* **Document**:
--*--
UK ports are demanding compensation from the British government after a delay in implementing post-Brexit border checks by 18 months left them with empty high-tech facilities that risk becoming multimillion pound “white elephants”.
The move last week to delay checks on EU animal and plant products until at least the end of 2023 was announced just as many UK ports were close to completing government-ordered border control posts in time for border checks to start on July 1 this year.
UK Major Ports Group, a trade body for the largest operators, estimates that the industry has spent £100mn to construct the new border facilities, with an additional £200mn provided in post-Brexit government grants via the Port Infrastructure Fund.
“This now looks like wasted time, effort and money to develop what we fear will be highly bespoke white elephants,” the group said.
Last week, Brexit opportunities minister Jacob Rees-Mogg said the delay — the fourth time ministers have suspended the implementation of a full post-Brexit border — would save industry £1bn and help control the looming cost of living crisis.
--*--
(Bounding box data excerpts)
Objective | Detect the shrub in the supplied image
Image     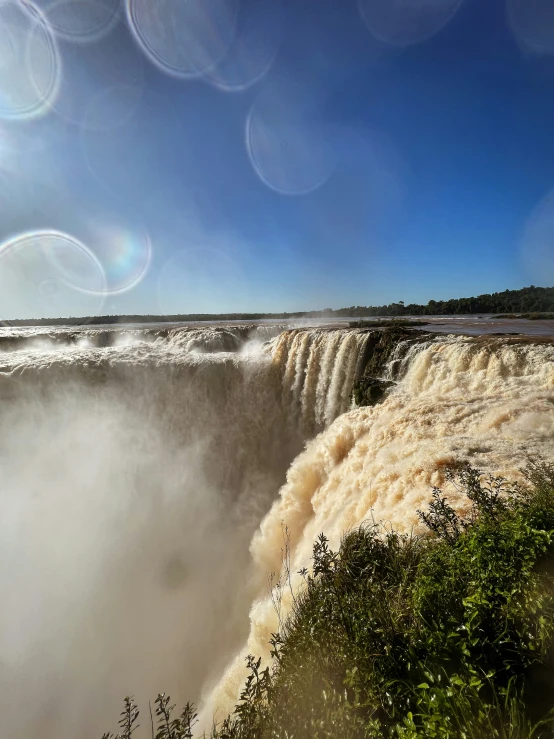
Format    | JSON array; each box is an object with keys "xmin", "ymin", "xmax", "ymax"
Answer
[{"xmin": 103, "ymin": 460, "xmax": 554, "ymax": 739}]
--*--
* **Tasks and exercises**:
1) In the article on post-Brexit border checks at UK ports, how much does UK Major Ports Group estimate the industry has spent to build the new border facilities?
2) Resume the article on post-Brexit border checks at UK ports, starting after its last sentence.

* **Responses to the tasks**:
1) About £100mn.

2)
However, in Portsmouth, where the port is local authority-owned, £24mn has been spent on a new border post, including a £7mn loan, after the government provided only two-thirds of the cost of building the facility.
Mike Sellers, director of Portsmouth International Port, said the facility had been constructed on the orders of the agricultural department Defra and that staff had already been recruited to run the facility.
“We now face significant capital liability on a building for which the future is uncertain,” he said. “This has always been raised as a concern with ministers and their officials and we will be pursuing compensation from the government as we look to recover costs.”
Stephen Morgan, Labour MP for Portsmouth South, accused the government of wasting public money.
“[The port’s] profits help fund local services and the impact of this unexpected and unfair bill will be felt across the city unless the government takes responsibility for its poor planning,” he wrote in a letter to Rees-Mogg seen by the Financial Times.
Ministers committed to introducing a new digital border by 2025 to reduce bureaucracy and speed up trade flows, leading to concerns in industry that the Border Control Posts may never be fully utilised.
A senior port industry executive said the delays now threatened a “worst of all worlds” where ports were saddled with expensive infrastructure but reduced levels of checks from which to recoup their costs, or the facilities had to be turned back into ordinary warehouses.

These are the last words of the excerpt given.